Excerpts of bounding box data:
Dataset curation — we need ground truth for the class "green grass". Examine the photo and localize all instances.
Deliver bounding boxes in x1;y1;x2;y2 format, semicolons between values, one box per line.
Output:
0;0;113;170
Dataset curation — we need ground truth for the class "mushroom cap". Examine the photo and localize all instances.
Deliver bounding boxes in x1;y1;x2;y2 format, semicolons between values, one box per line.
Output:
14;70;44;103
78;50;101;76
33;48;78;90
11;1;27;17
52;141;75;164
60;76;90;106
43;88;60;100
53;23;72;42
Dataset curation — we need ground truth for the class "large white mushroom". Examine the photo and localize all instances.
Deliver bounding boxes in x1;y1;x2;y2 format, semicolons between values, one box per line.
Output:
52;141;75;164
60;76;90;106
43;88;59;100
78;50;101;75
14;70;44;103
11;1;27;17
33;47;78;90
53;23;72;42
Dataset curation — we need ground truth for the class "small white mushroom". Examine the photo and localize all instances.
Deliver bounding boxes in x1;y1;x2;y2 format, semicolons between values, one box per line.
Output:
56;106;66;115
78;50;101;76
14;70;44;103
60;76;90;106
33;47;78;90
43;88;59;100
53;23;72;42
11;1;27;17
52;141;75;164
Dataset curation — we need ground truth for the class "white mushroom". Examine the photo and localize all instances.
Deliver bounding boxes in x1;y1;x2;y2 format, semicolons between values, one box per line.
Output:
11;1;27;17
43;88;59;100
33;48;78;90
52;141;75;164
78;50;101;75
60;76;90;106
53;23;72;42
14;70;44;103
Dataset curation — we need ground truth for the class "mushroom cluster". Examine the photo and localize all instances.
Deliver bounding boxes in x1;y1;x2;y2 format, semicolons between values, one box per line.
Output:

▶ _Requirements_: Pull out every line of the data above that contains the word "white", and list those lines.

▶ _Result of the task_:
Dataset curation — we need ground truth for the class "large white mushroom". Examine the photo and localize all instances.
Dataset curation — we need ground truth for the class "small white mushroom". Examine the photo and localize all instances.
Dataset curation — we need ground truth for the class "white mushroom". Examine the photo and localize all instances.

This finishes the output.